- EXERCISE DETAILS
Repeat the rows below word for word, starting at the line that contains "Study the photograph above. For every instance of the dark" and continuing through the last row, with both ends included.

►

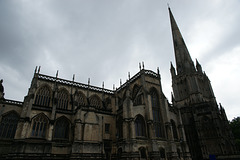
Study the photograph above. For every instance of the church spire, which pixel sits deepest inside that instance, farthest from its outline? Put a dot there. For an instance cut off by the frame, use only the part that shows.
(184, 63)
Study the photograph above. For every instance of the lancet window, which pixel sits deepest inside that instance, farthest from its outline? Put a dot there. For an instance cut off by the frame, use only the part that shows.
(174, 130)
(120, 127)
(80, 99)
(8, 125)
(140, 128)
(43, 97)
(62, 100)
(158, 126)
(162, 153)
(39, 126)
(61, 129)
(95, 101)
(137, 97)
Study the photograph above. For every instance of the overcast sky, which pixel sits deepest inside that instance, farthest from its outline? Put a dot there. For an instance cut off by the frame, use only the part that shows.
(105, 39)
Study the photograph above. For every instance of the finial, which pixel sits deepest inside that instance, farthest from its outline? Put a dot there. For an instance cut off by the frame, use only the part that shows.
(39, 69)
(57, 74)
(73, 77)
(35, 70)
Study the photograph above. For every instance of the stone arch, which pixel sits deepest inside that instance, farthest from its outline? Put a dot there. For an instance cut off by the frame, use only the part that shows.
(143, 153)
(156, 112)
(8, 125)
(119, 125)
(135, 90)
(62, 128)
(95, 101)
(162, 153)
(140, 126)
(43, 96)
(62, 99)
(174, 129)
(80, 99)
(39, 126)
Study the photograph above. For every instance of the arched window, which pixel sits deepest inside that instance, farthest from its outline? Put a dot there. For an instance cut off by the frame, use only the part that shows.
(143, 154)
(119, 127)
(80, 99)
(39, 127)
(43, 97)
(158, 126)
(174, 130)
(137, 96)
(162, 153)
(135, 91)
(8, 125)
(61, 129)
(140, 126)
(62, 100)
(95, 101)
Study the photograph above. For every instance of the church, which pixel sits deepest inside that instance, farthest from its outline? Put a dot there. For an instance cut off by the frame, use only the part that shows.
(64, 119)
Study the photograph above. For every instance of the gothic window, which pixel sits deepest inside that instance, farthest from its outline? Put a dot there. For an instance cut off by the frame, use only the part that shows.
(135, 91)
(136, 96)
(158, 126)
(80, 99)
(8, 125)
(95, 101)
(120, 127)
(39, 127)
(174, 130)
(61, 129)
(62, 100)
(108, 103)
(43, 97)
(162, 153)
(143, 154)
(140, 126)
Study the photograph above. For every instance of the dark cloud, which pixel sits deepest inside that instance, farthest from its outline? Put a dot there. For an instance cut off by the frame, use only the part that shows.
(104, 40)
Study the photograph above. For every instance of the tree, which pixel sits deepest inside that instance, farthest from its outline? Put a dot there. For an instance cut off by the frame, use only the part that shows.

◄

- ANSWER
Study the photograph above. For every instance of the dark cloud, which pixel sits deepest inside that instance, farthest from its outline? Put a dot there. For an instance cut off by the frame, use only the part that shows.
(104, 40)
Study the photograph above. For every instance of the tree, which pixel sits deepest inside that instance, farthest from its outline? Put a dot there. For an instance cut off by the frame, use only the part that shows.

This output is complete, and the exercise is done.